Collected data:
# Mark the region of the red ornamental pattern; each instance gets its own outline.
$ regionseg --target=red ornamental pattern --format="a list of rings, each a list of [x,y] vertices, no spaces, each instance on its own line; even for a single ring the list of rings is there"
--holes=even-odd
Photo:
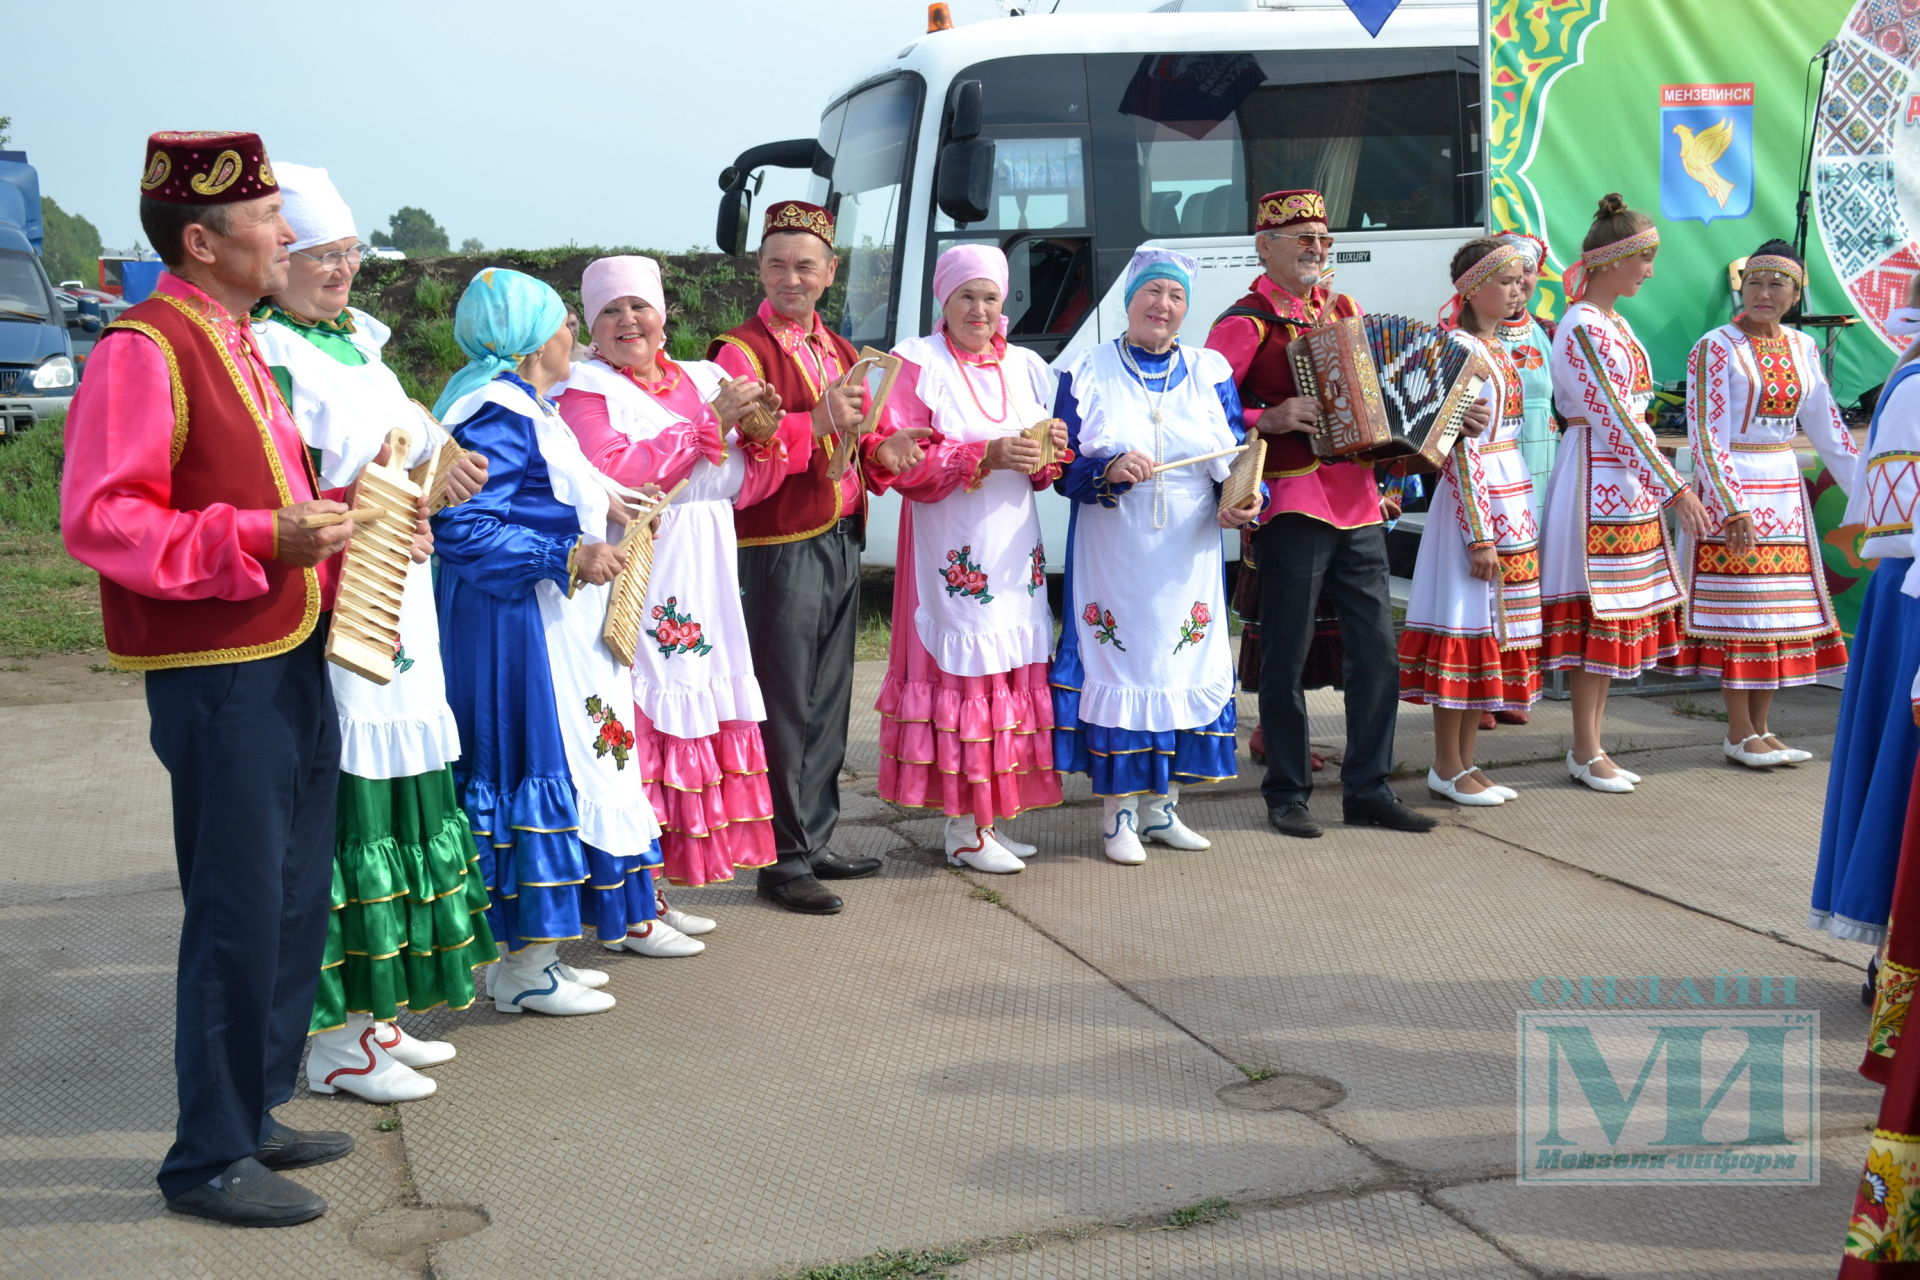
[[[587,699],[587,719],[600,726],[600,732],[593,740],[594,757],[604,759],[611,755],[614,768],[626,768],[627,760],[633,754],[633,730],[620,723],[620,717],[600,701],[597,693]]]
[[[1027,594],[1032,596],[1047,585],[1047,548],[1045,544],[1033,544],[1033,572],[1027,578]]]
[[[1207,638],[1207,627],[1213,622],[1213,610],[1207,608],[1204,600],[1195,600],[1193,608],[1187,611],[1186,620],[1180,624],[1180,643],[1173,646],[1175,653],[1190,644],[1199,644]]]
[[[993,603],[993,596],[987,590],[987,575],[979,565],[973,562],[973,544],[971,543],[958,551],[947,552],[947,567],[940,577],[950,596],[959,596],[980,604]]]
[[[1113,610],[1102,609],[1098,604],[1090,602],[1080,611],[1080,621],[1093,628],[1093,638],[1101,644],[1110,644],[1122,653],[1127,651],[1127,646],[1120,643],[1120,634],[1113,621]]]
[[[681,613],[679,597],[668,596],[665,604],[653,606],[655,625],[648,628],[647,634],[660,646],[660,656],[671,658],[676,653],[693,653],[704,657],[713,652],[713,646],[701,636],[701,627],[693,620],[691,612]]]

• **Exercise**
Only the text of the entries belongs in the answer, copied exactly; the pictures stay out.

• **Solution to this task**
# Mark the region of the red ornamental pattern; each instance gets its own outline.
$ regionseg --target=red ornamental pattern --format="a list of rings, each a list of [x,y] vertices, no spaces, each instance on its own line; even for a single ring the list of rings is there"
--holes=even-odd
Photo:
[[[587,699],[587,719],[600,726],[600,732],[593,740],[594,757],[604,759],[611,755],[614,768],[626,768],[627,760],[633,754],[633,730],[620,723],[620,717],[600,701],[597,693]]]
[[[1027,594],[1032,596],[1047,585],[1047,548],[1045,544],[1033,544],[1033,572],[1027,578]]]
[[[1207,638],[1207,627],[1213,622],[1213,610],[1207,608],[1204,600],[1195,600],[1193,608],[1187,611],[1186,620],[1180,624],[1180,643],[1173,646],[1175,653],[1190,644],[1199,644]]]
[[[993,603],[993,596],[987,590],[987,575],[979,565],[973,562],[973,544],[971,543],[958,551],[947,552],[947,567],[940,577],[950,596],[959,596],[980,604]]]
[[[1113,610],[1102,609],[1098,604],[1090,602],[1080,611],[1080,621],[1093,628],[1093,638],[1101,644],[1110,644],[1122,653],[1127,651],[1127,646],[1120,643],[1120,634],[1113,621]]]
[[[681,613],[679,597],[668,596],[665,604],[653,606],[655,625],[648,628],[647,634],[660,646],[660,656],[671,658],[676,653],[693,653],[704,657],[713,652],[713,646],[701,636],[701,627],[693,620],[691,612]]]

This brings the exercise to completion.